#### [INPUT FOR THIS TASK]
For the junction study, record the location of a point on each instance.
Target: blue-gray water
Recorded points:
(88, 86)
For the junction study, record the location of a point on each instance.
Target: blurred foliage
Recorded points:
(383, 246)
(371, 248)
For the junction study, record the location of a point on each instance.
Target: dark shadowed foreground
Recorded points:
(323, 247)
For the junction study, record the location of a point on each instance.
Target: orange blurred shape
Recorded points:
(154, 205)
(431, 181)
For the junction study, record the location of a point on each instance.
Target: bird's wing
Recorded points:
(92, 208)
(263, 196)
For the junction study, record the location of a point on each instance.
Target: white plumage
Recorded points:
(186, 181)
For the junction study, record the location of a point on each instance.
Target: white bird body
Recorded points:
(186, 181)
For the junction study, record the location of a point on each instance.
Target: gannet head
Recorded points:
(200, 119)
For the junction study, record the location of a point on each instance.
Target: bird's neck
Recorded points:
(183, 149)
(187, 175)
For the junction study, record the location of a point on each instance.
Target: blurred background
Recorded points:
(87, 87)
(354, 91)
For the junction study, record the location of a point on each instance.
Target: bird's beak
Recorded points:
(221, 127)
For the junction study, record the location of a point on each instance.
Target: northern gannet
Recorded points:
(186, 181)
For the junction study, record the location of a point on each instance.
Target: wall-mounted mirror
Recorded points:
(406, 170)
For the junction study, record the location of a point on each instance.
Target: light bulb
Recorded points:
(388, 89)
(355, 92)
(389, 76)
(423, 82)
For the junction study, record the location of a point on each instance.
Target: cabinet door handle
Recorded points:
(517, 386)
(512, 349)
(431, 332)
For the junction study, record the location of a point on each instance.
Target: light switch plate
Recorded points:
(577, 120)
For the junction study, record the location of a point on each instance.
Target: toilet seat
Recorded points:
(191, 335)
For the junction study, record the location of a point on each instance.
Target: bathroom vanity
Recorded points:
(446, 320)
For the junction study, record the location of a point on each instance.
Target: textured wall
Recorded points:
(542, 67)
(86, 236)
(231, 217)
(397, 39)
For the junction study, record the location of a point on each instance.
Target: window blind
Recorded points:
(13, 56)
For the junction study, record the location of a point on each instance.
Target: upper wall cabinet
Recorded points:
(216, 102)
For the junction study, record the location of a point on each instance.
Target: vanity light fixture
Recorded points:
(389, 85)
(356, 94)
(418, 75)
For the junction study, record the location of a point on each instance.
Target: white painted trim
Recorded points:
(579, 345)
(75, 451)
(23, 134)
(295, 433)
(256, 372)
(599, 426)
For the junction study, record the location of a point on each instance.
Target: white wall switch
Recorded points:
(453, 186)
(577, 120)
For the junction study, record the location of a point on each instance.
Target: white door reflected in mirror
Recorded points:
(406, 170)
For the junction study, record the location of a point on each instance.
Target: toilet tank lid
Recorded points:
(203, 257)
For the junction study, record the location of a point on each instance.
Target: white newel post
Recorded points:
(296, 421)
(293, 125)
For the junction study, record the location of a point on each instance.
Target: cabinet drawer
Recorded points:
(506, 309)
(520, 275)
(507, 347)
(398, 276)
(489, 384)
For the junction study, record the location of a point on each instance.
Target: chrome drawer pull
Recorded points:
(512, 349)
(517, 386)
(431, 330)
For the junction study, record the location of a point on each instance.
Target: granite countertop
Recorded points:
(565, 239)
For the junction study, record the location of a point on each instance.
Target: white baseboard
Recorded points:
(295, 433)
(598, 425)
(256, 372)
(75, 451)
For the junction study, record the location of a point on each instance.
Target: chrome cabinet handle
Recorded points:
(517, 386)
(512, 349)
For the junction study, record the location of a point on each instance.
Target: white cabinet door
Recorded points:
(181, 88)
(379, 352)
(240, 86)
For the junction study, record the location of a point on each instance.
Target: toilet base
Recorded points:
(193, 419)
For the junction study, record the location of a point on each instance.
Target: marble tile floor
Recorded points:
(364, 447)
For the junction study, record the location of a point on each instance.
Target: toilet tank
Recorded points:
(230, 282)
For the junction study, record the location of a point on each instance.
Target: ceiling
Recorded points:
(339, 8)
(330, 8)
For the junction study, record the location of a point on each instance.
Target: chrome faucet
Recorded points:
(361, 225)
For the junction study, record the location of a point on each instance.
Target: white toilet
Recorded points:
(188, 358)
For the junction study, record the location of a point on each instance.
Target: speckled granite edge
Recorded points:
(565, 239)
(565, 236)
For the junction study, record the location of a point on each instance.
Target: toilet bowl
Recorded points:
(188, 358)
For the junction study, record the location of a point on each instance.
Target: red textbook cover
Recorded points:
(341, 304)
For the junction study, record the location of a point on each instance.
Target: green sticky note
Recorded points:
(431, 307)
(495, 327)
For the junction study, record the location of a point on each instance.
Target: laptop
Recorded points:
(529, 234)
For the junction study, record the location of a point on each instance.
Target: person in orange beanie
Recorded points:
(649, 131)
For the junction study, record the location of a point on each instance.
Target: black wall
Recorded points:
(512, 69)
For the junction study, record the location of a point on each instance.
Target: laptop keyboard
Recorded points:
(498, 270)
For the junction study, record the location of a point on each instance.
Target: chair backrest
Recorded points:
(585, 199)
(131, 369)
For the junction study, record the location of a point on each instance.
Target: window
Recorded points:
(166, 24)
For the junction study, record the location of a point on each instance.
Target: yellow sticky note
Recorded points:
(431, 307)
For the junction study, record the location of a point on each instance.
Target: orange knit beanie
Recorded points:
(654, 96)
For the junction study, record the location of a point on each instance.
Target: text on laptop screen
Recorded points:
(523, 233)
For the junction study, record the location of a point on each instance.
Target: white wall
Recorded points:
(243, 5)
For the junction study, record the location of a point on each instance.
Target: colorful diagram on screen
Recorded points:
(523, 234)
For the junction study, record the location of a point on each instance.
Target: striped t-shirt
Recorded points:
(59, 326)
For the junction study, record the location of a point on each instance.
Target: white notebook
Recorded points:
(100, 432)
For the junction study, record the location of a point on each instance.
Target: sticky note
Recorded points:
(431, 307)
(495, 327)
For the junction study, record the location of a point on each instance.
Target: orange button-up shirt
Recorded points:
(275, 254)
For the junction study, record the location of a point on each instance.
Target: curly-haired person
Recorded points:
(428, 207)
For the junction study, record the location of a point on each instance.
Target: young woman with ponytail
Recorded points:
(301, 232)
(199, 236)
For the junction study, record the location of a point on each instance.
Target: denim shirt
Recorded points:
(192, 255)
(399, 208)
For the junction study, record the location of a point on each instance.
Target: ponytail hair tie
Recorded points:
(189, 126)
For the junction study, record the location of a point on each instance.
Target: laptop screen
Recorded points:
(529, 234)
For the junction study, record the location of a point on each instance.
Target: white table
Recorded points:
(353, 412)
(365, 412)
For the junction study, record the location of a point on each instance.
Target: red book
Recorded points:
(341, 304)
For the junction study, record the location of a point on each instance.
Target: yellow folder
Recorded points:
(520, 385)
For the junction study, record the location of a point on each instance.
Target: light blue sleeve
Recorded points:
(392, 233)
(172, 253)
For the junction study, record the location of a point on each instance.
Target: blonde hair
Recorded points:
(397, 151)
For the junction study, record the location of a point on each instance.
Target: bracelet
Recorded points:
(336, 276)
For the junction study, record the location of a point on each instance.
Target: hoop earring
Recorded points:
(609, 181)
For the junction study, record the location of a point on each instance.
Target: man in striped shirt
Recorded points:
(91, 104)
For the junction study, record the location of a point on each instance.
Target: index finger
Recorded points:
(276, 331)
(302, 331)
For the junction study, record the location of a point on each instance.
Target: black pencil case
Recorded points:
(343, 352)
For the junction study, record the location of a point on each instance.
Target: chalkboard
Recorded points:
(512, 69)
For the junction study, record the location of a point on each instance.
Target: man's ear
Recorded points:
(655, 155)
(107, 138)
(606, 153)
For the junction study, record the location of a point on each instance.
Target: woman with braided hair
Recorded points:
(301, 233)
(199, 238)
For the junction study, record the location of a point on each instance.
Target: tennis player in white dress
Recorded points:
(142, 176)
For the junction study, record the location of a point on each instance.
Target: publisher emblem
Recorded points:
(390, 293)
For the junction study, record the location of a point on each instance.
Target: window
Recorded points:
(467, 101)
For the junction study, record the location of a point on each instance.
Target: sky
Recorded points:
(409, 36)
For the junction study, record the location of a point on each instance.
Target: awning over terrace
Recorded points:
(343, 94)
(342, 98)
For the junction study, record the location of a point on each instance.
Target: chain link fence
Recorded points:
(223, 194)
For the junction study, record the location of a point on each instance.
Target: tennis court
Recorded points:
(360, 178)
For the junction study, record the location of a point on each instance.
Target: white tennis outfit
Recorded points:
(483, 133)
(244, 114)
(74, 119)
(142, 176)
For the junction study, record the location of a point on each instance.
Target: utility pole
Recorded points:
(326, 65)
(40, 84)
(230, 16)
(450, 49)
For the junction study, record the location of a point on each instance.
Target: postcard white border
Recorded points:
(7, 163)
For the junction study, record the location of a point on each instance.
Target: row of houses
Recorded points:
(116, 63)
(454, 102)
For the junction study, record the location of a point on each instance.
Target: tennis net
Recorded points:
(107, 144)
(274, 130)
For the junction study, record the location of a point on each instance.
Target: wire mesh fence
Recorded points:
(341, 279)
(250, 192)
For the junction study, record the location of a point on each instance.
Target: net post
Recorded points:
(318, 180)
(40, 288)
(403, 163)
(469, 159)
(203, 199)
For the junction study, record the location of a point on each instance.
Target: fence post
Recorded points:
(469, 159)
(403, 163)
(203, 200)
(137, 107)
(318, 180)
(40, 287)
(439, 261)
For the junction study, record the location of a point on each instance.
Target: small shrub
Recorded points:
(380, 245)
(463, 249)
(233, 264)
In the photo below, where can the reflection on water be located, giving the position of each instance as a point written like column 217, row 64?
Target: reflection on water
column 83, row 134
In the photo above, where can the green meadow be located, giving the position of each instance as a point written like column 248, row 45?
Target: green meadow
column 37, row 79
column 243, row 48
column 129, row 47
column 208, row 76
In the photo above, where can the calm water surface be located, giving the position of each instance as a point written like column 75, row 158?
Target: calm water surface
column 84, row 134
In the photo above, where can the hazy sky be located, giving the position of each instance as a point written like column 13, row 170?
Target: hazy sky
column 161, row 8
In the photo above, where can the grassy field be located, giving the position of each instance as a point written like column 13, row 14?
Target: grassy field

#### [EXERCISE DIRECTIONS]
Whichever lines of the records above hold the word "fence" should all be copied out.

#### [RESPONSE TO THIS TASK]
Target: chain link fence
Target: wire mesh fence
Target: fence post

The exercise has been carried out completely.